◆ WORK REQUIRED: Please give a word-for-word repeat of the line containing "For every instance of the vanity" and all lines that come after it in the entries below, ending at the last line.

-.-.-

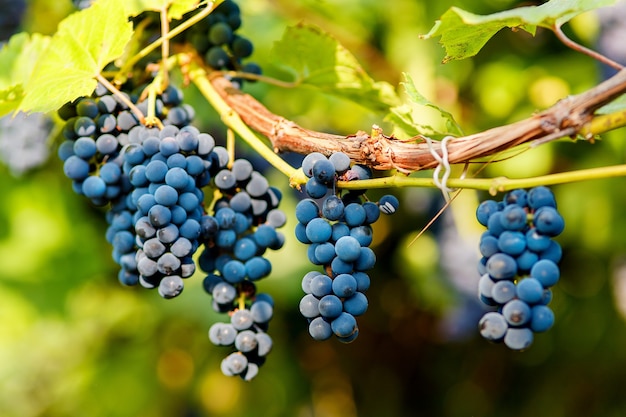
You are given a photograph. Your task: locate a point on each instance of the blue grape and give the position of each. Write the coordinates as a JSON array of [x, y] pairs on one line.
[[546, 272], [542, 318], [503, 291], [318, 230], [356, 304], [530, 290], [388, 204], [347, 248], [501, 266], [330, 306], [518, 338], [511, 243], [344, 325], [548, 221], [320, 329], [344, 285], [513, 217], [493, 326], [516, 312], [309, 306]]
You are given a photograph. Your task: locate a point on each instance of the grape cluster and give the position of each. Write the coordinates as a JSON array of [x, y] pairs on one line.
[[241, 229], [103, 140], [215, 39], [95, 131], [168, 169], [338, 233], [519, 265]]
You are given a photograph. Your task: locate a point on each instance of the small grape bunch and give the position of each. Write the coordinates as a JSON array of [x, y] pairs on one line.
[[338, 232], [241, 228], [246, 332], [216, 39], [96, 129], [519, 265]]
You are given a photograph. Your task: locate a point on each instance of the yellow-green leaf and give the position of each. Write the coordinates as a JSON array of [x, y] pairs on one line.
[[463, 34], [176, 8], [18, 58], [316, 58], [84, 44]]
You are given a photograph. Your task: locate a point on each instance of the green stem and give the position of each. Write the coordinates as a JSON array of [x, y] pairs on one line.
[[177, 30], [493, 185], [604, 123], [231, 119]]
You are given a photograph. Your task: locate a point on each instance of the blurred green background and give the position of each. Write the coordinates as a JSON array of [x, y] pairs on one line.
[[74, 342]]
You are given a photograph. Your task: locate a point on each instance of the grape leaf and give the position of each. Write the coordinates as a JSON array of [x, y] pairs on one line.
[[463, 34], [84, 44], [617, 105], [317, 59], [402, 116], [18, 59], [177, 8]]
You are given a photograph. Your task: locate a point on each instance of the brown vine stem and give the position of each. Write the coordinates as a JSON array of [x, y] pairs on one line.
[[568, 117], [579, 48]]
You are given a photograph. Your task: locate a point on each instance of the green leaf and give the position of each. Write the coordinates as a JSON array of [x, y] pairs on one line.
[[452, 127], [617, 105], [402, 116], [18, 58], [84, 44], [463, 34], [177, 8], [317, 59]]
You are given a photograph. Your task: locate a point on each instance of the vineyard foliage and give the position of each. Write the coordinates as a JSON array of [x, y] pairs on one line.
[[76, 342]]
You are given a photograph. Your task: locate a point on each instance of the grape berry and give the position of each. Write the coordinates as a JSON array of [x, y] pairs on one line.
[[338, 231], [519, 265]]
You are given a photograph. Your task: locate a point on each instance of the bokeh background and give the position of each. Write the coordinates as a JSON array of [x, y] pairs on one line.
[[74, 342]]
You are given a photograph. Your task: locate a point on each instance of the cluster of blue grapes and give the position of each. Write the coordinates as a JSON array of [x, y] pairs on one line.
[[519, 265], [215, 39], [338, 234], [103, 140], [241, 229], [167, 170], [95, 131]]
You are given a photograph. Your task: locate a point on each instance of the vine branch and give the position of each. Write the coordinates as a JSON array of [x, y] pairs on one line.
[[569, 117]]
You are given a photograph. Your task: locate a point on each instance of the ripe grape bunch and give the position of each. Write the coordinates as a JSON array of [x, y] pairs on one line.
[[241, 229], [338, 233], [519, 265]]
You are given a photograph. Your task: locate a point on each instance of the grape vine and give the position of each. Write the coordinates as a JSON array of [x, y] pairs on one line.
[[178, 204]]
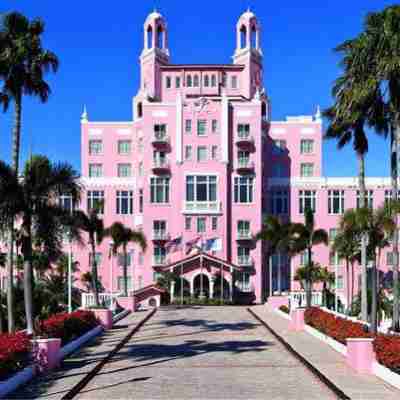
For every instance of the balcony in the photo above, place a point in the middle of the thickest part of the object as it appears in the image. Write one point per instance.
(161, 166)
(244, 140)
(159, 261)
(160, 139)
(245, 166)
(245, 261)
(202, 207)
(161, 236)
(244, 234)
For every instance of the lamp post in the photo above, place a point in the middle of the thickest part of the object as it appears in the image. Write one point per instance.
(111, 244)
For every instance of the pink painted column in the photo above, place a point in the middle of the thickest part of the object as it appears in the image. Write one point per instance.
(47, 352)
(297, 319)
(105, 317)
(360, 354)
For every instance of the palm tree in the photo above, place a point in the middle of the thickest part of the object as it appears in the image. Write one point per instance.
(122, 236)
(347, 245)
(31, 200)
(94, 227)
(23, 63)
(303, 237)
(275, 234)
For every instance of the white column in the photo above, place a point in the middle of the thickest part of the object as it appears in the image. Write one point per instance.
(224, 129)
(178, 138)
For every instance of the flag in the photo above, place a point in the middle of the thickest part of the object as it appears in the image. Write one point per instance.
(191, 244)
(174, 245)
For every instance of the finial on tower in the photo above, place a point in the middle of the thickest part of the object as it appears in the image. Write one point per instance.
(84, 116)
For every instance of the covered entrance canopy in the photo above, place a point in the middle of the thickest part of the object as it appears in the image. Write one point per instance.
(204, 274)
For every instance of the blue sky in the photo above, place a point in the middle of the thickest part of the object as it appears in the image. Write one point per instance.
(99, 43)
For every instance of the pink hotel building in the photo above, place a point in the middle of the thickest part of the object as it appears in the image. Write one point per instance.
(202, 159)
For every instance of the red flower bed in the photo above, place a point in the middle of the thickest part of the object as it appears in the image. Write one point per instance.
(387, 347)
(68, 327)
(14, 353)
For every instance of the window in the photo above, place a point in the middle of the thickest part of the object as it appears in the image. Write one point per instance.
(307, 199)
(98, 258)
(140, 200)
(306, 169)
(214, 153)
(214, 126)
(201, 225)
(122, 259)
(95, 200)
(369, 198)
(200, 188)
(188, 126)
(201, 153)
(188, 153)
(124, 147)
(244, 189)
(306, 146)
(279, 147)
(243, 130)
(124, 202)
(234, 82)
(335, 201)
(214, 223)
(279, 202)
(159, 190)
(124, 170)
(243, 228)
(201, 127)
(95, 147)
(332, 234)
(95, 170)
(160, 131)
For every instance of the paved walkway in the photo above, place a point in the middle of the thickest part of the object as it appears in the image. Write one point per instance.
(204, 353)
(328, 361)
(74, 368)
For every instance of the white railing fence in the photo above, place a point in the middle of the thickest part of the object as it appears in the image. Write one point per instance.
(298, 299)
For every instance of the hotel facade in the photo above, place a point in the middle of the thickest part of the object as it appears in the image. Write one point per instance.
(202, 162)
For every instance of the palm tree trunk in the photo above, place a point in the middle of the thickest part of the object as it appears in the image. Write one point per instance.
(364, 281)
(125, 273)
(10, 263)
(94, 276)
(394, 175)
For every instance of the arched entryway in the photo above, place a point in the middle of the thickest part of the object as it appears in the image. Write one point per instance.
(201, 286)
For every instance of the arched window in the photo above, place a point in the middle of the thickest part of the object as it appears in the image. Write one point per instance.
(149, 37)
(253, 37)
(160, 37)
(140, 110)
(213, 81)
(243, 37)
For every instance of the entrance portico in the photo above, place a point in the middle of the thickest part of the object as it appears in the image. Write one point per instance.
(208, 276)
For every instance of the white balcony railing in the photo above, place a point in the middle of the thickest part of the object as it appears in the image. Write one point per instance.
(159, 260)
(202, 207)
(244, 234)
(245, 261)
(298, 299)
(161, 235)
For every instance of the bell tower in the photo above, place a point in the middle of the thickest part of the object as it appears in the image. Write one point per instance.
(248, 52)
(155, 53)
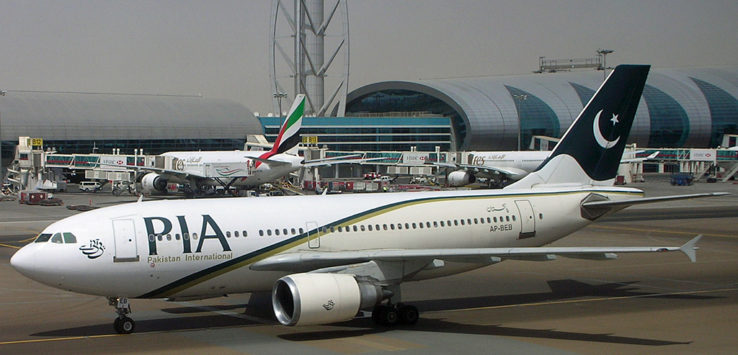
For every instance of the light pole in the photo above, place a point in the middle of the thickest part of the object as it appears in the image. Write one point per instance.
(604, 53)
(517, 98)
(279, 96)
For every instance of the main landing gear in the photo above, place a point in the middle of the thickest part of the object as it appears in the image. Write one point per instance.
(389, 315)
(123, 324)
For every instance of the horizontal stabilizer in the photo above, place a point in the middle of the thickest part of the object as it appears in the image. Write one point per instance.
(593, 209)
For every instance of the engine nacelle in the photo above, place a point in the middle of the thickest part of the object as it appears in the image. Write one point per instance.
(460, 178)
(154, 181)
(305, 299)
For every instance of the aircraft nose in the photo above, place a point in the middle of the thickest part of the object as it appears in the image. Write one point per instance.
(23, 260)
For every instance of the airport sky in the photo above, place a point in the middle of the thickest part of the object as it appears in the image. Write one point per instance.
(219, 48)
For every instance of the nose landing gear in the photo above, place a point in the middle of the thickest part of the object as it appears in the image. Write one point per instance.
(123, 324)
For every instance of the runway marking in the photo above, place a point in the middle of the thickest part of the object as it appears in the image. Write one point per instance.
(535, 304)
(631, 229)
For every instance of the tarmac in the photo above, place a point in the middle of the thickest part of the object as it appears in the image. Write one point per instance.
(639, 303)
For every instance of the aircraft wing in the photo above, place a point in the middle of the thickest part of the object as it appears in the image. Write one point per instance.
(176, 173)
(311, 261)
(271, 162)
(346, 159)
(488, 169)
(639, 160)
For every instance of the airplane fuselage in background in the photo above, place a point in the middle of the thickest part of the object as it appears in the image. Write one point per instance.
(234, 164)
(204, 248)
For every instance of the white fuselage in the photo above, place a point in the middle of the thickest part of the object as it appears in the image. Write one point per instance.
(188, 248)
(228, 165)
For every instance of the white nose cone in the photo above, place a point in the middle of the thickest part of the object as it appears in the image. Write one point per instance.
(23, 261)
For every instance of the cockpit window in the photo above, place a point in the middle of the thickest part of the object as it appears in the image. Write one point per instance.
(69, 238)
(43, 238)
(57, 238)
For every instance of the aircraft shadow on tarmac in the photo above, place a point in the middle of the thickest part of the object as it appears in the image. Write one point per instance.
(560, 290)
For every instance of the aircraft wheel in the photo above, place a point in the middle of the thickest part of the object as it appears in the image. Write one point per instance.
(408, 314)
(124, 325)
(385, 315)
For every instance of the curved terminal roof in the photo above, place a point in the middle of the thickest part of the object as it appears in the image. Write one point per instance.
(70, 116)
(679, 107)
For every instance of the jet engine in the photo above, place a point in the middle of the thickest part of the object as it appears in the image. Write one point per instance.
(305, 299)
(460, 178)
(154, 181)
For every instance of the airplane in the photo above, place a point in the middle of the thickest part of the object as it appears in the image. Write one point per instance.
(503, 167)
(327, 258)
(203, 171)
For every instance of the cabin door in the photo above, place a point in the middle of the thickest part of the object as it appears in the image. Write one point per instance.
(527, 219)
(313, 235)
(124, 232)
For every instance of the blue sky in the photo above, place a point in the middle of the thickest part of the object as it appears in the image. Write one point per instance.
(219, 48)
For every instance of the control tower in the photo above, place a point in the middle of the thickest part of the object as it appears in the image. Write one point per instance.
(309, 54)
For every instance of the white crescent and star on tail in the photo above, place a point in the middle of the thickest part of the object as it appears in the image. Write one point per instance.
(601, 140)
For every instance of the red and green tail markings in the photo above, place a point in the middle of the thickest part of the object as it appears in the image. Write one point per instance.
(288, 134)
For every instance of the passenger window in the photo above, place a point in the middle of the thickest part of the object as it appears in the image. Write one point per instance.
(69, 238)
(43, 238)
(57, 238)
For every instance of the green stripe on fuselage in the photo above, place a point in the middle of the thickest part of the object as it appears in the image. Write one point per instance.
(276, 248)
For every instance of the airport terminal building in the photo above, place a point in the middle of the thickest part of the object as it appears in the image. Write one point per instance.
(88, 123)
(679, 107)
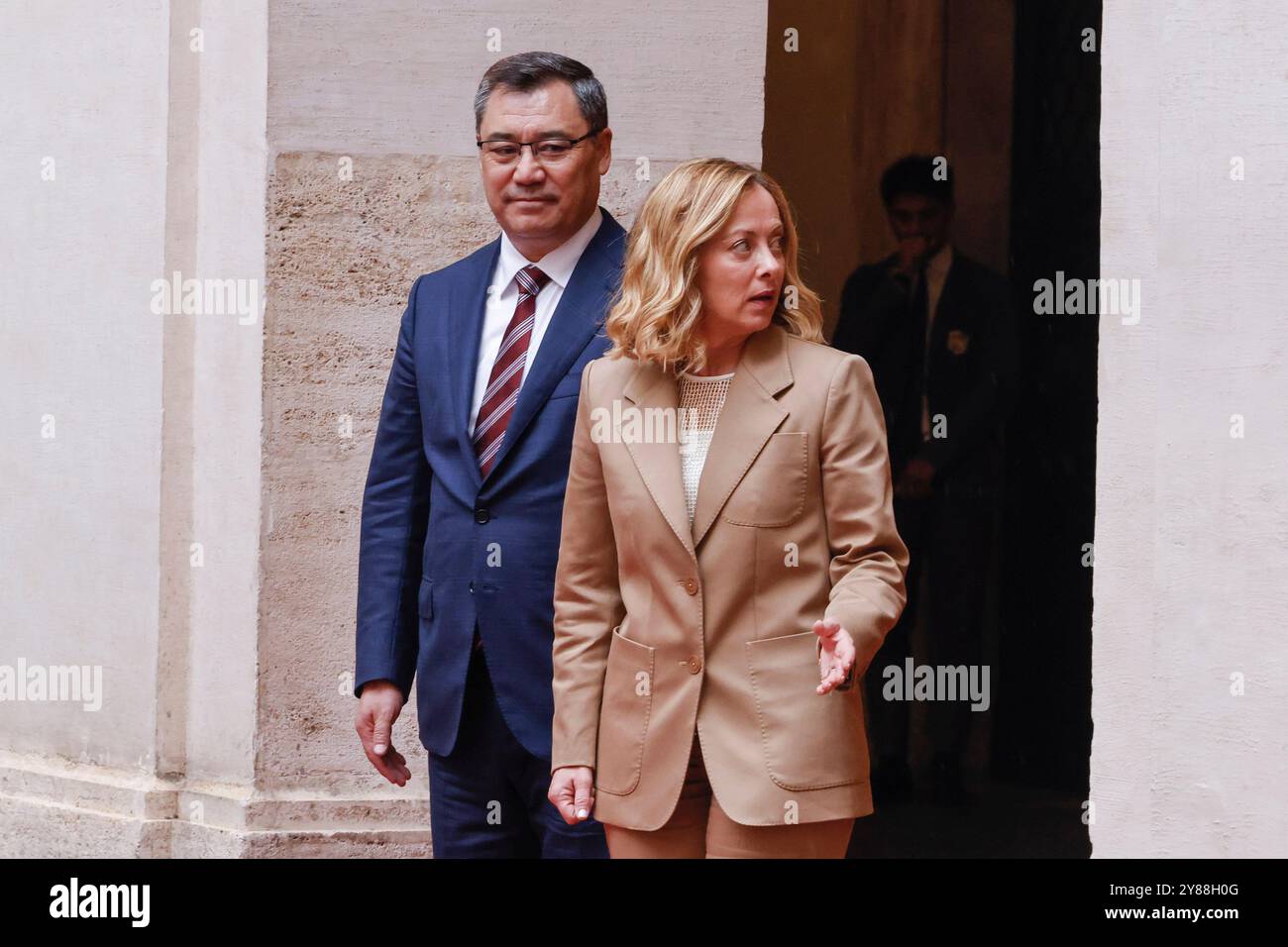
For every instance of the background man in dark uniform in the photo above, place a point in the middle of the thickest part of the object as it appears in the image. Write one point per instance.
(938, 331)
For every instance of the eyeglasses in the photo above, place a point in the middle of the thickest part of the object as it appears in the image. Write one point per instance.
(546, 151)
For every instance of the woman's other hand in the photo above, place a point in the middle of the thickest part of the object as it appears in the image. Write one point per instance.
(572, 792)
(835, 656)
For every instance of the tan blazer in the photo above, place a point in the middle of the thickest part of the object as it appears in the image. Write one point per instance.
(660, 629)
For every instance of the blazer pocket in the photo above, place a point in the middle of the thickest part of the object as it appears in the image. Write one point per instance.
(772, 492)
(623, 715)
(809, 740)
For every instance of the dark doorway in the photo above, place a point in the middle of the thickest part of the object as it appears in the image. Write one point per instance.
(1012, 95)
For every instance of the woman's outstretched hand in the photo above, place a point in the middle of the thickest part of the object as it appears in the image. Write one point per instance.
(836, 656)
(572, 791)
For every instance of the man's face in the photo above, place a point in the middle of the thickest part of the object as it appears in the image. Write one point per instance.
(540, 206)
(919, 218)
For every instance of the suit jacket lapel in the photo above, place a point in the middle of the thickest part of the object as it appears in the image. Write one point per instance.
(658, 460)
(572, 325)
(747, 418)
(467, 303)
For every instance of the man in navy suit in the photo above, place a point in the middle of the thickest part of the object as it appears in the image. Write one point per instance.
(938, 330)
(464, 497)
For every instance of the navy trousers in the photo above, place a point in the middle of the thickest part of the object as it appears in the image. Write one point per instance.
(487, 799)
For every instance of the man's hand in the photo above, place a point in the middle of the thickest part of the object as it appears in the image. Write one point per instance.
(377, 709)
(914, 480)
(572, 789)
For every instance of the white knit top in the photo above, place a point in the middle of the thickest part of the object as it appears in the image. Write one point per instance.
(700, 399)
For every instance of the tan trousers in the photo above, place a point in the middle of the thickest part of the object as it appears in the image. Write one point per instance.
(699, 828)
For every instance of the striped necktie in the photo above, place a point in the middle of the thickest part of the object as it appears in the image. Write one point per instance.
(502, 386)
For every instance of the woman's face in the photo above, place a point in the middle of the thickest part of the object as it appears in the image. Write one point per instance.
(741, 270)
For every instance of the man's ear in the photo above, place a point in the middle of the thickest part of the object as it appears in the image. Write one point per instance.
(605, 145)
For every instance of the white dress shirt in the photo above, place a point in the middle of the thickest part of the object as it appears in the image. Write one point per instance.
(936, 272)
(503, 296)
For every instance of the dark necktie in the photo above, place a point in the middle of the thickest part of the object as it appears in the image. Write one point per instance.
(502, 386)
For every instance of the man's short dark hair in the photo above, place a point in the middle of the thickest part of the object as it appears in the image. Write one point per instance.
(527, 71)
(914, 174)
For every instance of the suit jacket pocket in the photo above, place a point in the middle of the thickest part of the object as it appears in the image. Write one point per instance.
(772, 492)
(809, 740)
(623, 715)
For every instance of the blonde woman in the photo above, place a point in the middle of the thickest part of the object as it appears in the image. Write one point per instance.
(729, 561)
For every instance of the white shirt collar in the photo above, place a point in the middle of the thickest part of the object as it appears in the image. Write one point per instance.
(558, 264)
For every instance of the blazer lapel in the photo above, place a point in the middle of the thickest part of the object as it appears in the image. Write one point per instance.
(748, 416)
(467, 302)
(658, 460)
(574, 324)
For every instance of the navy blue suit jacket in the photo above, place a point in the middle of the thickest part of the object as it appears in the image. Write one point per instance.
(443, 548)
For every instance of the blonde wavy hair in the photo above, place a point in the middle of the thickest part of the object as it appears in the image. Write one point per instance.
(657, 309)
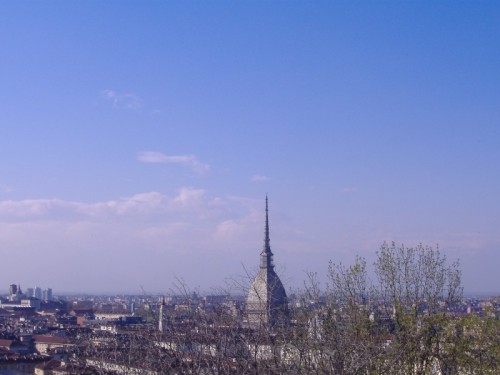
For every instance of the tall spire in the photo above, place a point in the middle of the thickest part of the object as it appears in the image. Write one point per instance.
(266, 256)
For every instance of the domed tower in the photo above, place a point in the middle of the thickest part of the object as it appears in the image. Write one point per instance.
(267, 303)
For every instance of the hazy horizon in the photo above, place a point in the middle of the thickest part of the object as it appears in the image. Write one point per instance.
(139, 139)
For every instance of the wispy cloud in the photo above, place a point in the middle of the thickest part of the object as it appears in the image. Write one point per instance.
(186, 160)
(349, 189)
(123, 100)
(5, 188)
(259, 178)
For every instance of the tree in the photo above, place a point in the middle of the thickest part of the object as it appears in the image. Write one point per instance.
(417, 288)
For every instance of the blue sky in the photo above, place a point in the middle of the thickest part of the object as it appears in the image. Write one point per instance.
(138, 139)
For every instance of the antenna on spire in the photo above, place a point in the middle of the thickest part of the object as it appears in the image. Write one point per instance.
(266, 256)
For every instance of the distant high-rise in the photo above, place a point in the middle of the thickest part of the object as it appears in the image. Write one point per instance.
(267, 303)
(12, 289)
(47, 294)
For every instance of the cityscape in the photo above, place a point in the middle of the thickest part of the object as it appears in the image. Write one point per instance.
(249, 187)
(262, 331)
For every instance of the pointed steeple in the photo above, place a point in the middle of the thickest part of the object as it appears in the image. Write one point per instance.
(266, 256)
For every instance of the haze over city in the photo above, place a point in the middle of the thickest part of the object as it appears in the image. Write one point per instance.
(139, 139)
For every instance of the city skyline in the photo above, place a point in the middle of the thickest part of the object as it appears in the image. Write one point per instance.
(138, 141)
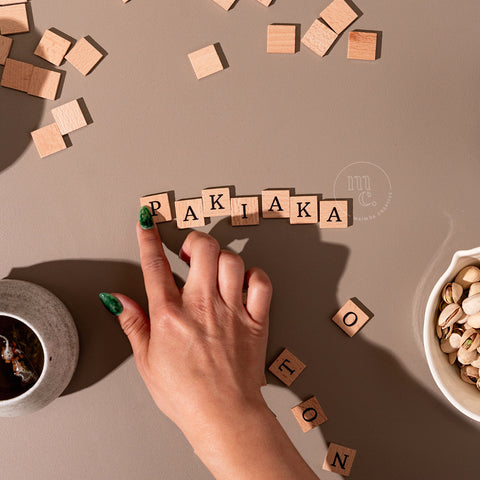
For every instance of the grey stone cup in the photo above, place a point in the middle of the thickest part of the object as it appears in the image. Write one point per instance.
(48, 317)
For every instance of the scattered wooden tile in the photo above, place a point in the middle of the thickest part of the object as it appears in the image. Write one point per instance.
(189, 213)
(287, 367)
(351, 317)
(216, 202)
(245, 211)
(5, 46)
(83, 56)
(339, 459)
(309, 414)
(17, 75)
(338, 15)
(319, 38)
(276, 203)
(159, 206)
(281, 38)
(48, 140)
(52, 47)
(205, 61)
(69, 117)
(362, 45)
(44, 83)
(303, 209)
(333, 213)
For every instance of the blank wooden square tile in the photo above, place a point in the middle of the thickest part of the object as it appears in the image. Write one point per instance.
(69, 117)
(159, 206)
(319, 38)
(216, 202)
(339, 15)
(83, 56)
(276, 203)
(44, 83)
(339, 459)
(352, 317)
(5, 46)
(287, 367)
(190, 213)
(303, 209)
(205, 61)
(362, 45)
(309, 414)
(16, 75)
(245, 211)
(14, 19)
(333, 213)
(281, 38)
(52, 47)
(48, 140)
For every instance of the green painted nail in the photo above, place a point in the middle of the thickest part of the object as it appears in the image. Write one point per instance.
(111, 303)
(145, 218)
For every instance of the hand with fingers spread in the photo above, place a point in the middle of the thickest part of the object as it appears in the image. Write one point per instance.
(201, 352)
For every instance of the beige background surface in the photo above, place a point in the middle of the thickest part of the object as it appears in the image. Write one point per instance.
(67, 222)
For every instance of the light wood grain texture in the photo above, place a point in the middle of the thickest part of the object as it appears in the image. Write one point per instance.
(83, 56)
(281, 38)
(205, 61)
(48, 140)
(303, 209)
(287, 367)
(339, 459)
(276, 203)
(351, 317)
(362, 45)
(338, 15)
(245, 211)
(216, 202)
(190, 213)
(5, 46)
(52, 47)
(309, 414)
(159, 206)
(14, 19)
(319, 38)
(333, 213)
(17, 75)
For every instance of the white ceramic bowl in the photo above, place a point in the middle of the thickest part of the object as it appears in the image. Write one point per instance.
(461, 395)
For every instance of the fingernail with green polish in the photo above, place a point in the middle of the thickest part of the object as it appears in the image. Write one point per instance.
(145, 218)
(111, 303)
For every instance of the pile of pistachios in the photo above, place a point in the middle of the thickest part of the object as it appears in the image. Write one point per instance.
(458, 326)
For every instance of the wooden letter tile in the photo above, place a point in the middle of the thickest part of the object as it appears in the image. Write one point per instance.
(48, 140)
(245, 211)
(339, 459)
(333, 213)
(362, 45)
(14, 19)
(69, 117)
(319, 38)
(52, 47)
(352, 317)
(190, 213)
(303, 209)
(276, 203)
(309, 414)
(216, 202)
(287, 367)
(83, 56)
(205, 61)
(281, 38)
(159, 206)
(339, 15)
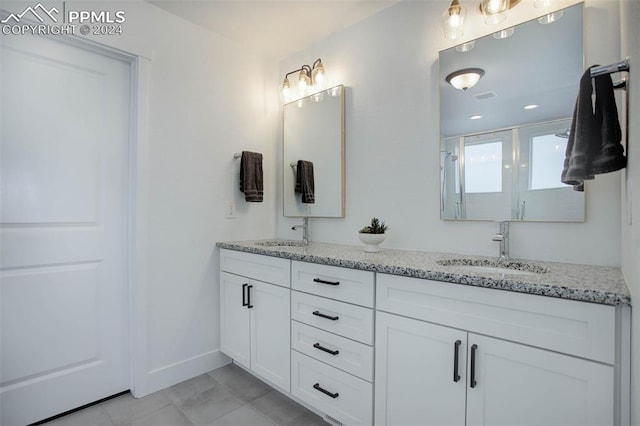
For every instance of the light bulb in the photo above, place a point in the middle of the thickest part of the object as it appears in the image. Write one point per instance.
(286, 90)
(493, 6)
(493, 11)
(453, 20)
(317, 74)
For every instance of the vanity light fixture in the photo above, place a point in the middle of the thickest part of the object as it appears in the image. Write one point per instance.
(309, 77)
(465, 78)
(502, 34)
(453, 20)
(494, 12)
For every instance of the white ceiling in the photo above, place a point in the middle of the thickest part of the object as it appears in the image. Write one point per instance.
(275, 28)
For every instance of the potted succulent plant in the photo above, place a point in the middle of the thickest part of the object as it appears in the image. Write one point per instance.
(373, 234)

-.-.-

◆ RESPONSE TO THIS TASK:
For every instance of the vanity light fixture in the photo above, place a point in the middle of the thickest part of the object as it appears in the image. Write one point per instance.
(309, 77)
(465, 78)
(502, 34)
(453, 20)
(494, 12)
For every instance of the white ceiling in the photo above, place a point in the middle of the thickest part of the object as it appears in the image. Write one point per instance.
(275, 28)
For every instance of the potted succulent plant in the photo above, place a point in the middle of the thickest part of the object as it appears in the image. Write one point per instance.
(373, 234)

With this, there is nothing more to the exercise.